▶ _Objetivo A_: Transcreva por completo o texto sobre o requerimento 989/2025 do Senado, sem mudar nada.

▶ _Trecho do texto_:
○ ○ ○

Um dos requerimentos merece o comentário da coluna de hoje. Trata-se do 989/2025, de autoria do senador Magno Malta (PL-ES), apresentado no último dia 26 de agosto, dirigido ao presidente do Senado, solicitando informações sobre as visitas de Antonio Carlos Camilo Antunes, conhecido como o “Careca do INSS”, às dependências do Senado, no período compreendido entre o dia 1º/1/2011 a 1º/8/2025, contendo os seguintes dados, classificados por data crescente: 1) data e horário de entrada; 2) identificação do ponto de acesso utilizado, portaria, entrada lateral, edifício principal, garagem etc.; e 3) destino da visita, incluindo gabinetes, comissões, lideranças, auditórios, salas de reunião, ou quaisquer outros ambientes institucionais.
Na justificação do pedido, consta o fundamento no art. 58, § 3º, da CF, que confere às CPIs poderes de investigação equivalentes aos das autoridades judiciais, bem como a previsão da Lei 1.579/1952, cujo art. 2º prevê que, no exercício de suas atribuições, as CPIs poderão determinar diligências que reputarem necessárias, incluindo a possibilidade de requisitar informações, no que se incluem os registros de entrada e circulação em prédios públicos.

○ ○ ○

▶ _Objetivo B_: Reescreva em forma de tabela Markdown as linhas dos registros que vão da que contém "placket on this photo." até a que contém "<point>167,94</point>", incluindo as duas. Use a coluna Nº para a numeração e a coluna Linha para o texto, deixando de fora as linhas em branco.

○ ○ ○

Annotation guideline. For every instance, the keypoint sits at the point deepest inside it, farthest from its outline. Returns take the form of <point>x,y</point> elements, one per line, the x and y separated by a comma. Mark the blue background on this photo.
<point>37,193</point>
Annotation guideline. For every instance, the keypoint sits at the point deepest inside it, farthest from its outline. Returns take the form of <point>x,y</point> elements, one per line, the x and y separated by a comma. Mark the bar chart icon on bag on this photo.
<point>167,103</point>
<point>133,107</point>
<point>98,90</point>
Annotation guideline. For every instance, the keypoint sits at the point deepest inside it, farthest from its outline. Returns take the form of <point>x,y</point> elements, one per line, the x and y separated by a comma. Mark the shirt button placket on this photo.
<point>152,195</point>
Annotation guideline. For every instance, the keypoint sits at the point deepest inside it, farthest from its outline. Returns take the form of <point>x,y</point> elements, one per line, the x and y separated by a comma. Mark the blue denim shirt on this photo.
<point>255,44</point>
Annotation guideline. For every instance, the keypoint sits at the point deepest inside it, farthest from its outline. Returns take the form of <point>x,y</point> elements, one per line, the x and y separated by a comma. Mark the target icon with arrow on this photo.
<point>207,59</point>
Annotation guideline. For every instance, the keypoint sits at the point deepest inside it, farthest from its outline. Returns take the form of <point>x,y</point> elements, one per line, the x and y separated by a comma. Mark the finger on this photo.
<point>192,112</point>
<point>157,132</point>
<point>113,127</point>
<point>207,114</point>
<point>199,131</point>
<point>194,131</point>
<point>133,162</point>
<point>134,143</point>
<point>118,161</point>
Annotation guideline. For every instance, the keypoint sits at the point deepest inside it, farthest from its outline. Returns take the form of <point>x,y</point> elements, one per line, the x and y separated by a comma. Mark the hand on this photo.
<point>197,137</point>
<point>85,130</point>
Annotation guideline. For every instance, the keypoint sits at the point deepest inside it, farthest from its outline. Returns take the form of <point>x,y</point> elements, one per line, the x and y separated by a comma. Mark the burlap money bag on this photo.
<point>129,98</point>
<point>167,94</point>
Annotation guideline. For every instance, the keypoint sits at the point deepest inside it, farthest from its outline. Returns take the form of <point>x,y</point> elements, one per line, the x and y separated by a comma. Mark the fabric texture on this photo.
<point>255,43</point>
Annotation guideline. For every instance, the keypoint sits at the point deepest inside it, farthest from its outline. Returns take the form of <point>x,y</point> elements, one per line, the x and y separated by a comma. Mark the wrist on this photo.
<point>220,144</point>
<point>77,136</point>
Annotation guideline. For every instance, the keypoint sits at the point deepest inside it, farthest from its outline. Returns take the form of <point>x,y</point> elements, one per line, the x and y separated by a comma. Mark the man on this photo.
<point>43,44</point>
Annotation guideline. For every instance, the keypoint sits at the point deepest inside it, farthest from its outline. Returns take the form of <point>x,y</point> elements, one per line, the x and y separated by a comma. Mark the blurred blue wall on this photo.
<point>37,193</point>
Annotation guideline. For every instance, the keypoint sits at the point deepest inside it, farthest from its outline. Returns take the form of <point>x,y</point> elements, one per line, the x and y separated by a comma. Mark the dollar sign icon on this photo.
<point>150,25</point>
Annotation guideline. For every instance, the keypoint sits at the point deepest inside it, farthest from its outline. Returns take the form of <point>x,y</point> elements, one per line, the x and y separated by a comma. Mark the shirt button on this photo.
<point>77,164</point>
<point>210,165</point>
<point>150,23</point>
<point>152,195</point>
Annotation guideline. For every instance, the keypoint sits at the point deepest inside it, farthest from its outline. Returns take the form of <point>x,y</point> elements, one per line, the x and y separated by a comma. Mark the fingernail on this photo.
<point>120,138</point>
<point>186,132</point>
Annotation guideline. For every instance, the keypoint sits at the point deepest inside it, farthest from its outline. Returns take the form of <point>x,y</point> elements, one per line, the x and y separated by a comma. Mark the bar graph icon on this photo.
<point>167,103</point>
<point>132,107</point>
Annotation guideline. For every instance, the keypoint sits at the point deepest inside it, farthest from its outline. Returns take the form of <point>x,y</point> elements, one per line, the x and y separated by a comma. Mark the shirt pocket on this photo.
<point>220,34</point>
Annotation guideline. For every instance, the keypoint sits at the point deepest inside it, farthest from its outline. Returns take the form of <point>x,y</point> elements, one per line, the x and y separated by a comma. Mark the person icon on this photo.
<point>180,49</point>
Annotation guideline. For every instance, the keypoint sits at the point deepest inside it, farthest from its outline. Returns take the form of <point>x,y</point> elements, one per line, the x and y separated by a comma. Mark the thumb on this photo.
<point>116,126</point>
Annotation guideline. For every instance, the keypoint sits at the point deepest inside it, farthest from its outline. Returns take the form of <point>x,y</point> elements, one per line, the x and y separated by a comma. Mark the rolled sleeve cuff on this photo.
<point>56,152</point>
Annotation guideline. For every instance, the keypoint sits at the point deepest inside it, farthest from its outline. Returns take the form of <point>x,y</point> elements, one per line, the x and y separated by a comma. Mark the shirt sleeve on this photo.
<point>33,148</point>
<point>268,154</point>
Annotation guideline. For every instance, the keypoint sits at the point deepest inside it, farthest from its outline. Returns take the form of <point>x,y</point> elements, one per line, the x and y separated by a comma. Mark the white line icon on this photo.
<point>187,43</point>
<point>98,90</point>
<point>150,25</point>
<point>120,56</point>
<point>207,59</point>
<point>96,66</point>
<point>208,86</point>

○ ○ ○

▶ _Solução da tarefa A_:
Um dos requerimentos merece o comentário da coluna de hoje. Trata-se do 989/2025, de autoria do senador Magno Malta (PL-ES), apresentado no último dia 26 de agosto, dirigido ao presidente do Senado, solicitando informações sobre as visitas de Antonio Carlos Camilo Antunes, conhecido como o “Careca do INSS”, às dependências do Senado, no período compreendido entre o dia 1º/1/2011 a 1º/8/2025, contendo os seguintes dados, classificados por data crescente: 1) data e horário de entrada; 2) identificação do ponto de acesso utilizado, portaria, entrada lateral, edifício principal, garagem etc.; e 3) destino da visita, incluindo gabinetes, comissões, lideranças, auditórios, salas de reunião, ou quaisquer outros ambientes institucionais.
Na justificação do pedido, consta o fundamento no art. 58, § 3º, da CF, que confere às CPIs poderes de investigação equivalentes aos das autoridades judiciais, bem como a previsão da Lei 1.579/1952, cujo art. 2º prevê que, no exercício de suas atribuições, as CPIs poderão determinar diligências que reputarem necessárias, incluindo a possibilidade de requisitar informações, no que se incluem os registros de entrada e circulação em prédios públicos.

▶ _Solução da tarefa B_:
| Nº | Linha |
|---|---|
| 1 | Annotation guideline. For every instance, the keypoint sits at the point deepest inside it, farthest from its outline. Returns take the form of <point>x,y</point> elements, one per line, the x and y separated by a comma. Mark the shirt button placket on this photo. |
| 2 | <point>152,195</point> |
| 3 | Annotation guideline. For every instance, the keypoint sits at the point deepest inside it, farthest from its outline. Returns take the form of <point>x,y</point> elements, one per line, the x and y separated by a comma. Mark the blue denim shirt on this photo. |
| 4 | <point>255,44</point> |
| 5 | Annotation guideline. For every instance, the keypoint sits at the point deepest inside it, farthest from its outline. Returns take the form of <point>x,y</point> elements, one per line, the x and y separated by a comma. Mark the target icon with arrow on this photo. |
| 6 | <point>207,59</point> |
| 7 | Annotation guideline. For every instance, the keypoint sits at the point deepest inside it, farthest from its outline. Returns take the form of <point>x,y</point> elements, one per line, the x and y separated by a comma. Mark the finger on this photo. |
| 8 | <point>192,112</point> |
| 9 | <point>157,132</point> |
| 10 | <point>113,127</point> |
| 11 | <point>207,114</point> |
| 12 | <point>199,131</point> |
| 13 | <point>194,131</point> |
| 14 | <point>133,162</point> |
| 15 | <point>134,143</point> |
| 16 | <point>118,161</point> |
| 17 | Annotation guideline. For every instance, the keypoint sits at the point deepest inside it, farthest from its outline. Returns take the form of <point>x,y</point> elements, one per line, the x and y separated by a comma. Mark the hand on this photo. |
| 18 | <point>197,137</point> |
| 19 | <point>85,130</point> |
| 20 | Annotation guideline. For every instance, the keypoint sits at the point deepest inside it, farthest from its outline. Returns take the form of <point>x,y</point> elements, one per line, the x and y separated by a comma. Mark the burlap money bag on this photo. |
| 21 | <point>129,98</point> |
| 22 | <point>167,94</point> |